## start Given entries

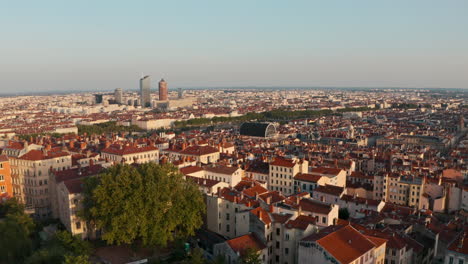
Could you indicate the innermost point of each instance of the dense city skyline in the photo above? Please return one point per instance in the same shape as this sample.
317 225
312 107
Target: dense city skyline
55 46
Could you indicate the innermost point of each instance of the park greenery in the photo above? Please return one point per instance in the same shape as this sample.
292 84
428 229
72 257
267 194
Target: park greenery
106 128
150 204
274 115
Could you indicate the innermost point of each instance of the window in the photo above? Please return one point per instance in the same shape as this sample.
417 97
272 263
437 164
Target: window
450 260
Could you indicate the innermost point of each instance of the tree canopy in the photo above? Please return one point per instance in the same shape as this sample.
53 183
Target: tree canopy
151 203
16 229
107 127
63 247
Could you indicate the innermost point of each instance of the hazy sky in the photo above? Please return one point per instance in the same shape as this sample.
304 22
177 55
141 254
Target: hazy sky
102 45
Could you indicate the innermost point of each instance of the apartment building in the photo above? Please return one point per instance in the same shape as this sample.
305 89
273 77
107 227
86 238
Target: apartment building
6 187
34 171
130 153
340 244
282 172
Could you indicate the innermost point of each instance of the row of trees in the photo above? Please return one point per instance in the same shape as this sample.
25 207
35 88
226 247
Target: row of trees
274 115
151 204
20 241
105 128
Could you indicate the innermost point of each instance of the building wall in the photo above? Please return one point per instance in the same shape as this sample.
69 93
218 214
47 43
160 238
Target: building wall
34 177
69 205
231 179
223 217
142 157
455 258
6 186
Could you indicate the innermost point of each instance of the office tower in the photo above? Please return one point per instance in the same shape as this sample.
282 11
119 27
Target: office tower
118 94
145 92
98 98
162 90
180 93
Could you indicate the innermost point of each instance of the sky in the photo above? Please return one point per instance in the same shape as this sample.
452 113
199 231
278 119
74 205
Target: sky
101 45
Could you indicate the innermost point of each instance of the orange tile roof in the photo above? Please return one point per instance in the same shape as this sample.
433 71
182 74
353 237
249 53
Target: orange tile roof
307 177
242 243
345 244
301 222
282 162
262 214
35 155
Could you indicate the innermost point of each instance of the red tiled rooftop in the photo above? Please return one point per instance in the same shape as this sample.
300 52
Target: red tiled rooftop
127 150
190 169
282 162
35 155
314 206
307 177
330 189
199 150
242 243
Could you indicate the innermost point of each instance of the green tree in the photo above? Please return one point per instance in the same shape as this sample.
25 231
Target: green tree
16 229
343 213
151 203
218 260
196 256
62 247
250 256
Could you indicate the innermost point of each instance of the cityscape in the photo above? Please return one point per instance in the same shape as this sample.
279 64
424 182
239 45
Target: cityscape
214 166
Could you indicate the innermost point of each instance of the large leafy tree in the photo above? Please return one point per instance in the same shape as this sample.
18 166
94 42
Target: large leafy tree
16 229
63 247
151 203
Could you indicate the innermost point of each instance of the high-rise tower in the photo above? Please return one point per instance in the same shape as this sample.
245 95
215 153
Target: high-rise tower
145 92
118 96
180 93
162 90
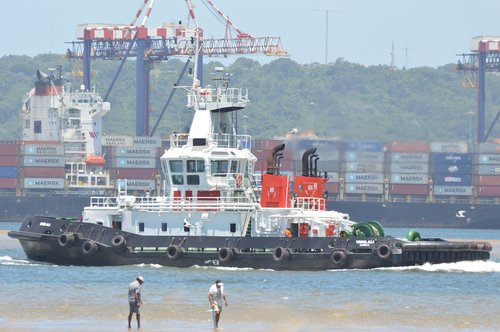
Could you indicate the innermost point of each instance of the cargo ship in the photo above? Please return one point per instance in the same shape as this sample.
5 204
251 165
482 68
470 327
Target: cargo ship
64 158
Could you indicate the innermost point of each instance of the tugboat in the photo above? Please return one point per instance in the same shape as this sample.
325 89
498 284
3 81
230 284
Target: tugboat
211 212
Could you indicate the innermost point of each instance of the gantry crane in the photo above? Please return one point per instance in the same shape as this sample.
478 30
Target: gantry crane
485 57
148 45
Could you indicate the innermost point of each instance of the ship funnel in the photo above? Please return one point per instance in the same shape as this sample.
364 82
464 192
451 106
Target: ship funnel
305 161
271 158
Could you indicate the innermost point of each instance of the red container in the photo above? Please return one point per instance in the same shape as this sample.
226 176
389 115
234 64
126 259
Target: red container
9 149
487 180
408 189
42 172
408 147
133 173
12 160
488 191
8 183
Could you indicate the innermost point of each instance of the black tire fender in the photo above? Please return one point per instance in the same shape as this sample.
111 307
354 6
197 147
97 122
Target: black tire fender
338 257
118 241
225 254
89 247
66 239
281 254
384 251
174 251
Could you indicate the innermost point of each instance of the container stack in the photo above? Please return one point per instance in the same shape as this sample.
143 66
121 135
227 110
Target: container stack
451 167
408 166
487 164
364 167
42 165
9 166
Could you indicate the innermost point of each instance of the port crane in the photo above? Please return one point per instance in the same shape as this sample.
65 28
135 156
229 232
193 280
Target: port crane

## end Given entries

### Problem
Copy every one of the records above word for word, omitting the pictures.

### Task solution
Could you indicate the innermost point of each instance of the dense city skyline in the photo above? Please return one point per instance in the same shape as this sample.
317 225
312 107
Target: dense city skyline
55 46
Could you indicate the innermost point of each instance of the park greenery in the photo above? Please return one point per instance in the same shape as this sample.
292 84
428 229
72 257
267 194
Target: park greenery
106 128
150 204
274 115
Could you indicate the innermost point of each instance of the window in the photo above? Please return one point per instance in the same shape as this sample.
417 97
272 263
437 164
Target: window
450 260
Could you indicate the innermost point of each instance of the tree canopy in the photo above? Please return one point per instance in the same shape as this sample.
53 183
Target: tree canopy
151 203
16 229
107 127
63 247
Could you indicate the innermost point of each instance of the hazy sky in the photo above? Please return one point per instance in the same shape as this sample.
304 22
177 55
141 254
Target: hazy sky
102 45
Could you indicate the innermost point of each instance of the apartment building in the photo above? Please return one point per instance in the same shape as this sample.
305 89
273 77
107 227
86 238
Target: apartment building
6 187
34 171
130 153
340 244
282 172
Could you indicate the innermost point of each instance of the row of trees in the photo above? Please return one point per instance in the same shape as this sample.
25 207
35 88
226 247
Target: row of trees
274 115
151 204
20 241
105 128
Could you indicate the innermost point of each instance of the building wall in the photo above? Please return one point per instance in the same shape as this sample.
69 93
218 214
47 43
160 238
Target: building wall
34 177
69 205
231 179
223 217
142 157
455 258
6 186
Could you indicate the innermost point of each instance of the office tower in the photo above? Please return one point per instance in the same shape as this sample.
282 11
119 27
Target: office tower
118 94
145 92
98 98
162 90
180 93
Could you indicate the innermost point of each instance of the sky in the photo above? Please return one point per instance in the same shape as this sample.
452 113
199 231
278 119
74 205
Target: sky
101 45
Could you indicate the innermost point of each instance of the orange tile roof in the photo above? Please return one point per instance in the same shape as this sample.
433 71
182 74
353 237
249 53
Target: orange tile roof
307 177
242 243
345 244
301 222
282 162
262 214
35 155
Could you indicate the innermost point of each instance of the red tiled rooftop in the photo above? Please return one point per instance in the same shape as this sample.
300 52
Target: red tiled rooftop
127 150
190 169
282 162
35 155
314 206
307 177
330 189
199 150
242 243
Could you indicate the innermost point of each instance of the green tree in the photo above? Please return one point per instance in the same shape as this sample.
25 231
Target: green tree
16 229
343 213
151 203
218 260
196 256
62 247
250 256
Could you indicate the innermost point of each instance of the cityscape in the photo above? Please return one point per instance in the same shape as this sample.
279 64
424 182
239 45
Target: cityscape
214 166
Could you indicate the innermost point of each instance of the large leafy tree in the photo above? Please return one point per instance in the same shape as this sample.
18 166
94 42
Target: large leafy tree
16 229
63 247
151 203
Could you indicate the innermost point of each instance of the high-rise tower in the photo above? Please return one point per instance in the same shape as this sample.
245 95
215 153
Target: high-rise tower
145 92
118 96
180 93
162 90
Could you indicate the innermost point of each instance of the cargo ship in the photo above? Please return one point per instance in the same shape as this sample.
5 204
251 165
482 68
470 327
Target: cargo ship
64 158
Could you indicate the innermost point of each instance of the tugboat in the photo above? Please return one point per instance in the same shape as this sample.
325 89
498 284
3 81
230 284
Target: tugboat
211 212
Could you indicate the innermost point of each instance of the gantry crane in the photo above? Please return one point per instance in the same shape as this sample.
478 30
Target: gantry crane
485 57
148 45
Could you indicate the innermost point of each instance of the ship funnel in the photo above? Please return one point per instance in the same shape as this sample.
364 82
464 192
451 106
Target: ship funnel
305 161
271 158
Could you indicate the innermost point of each instance of the red container in the photo above? Please return one point per instance in the same shape as this sample.
226 176
389 115
234 64
126 259
Target: red container
9 149
487 180
408 189
42 172
408 147
133 173
12 160
488 191
8 183
Could you indicate the innermost point of each instance of the black tire fender in the photo above? Please return one point per instance in the same shape as this sample.
111 307
354 6
197 147
97 122
Target: black tire fender
338 257
118 241
225 254
89 247
66 239
281 254
384 251
174 251
Could you indicate the innermost point of each instance of the container stack in the photo above? Please return one point per instance in the same shape as this sample.
143 66
121 135
227 110
Target: container stack
451 167
408 166
487 164
364 167
42 165
9 166
Could you indicate the innermost point of each instance of the port crane in the photo above? Please return one point per instance in the same shape as this sample.
65 28
135 156
229 232
193 280
Target: port crane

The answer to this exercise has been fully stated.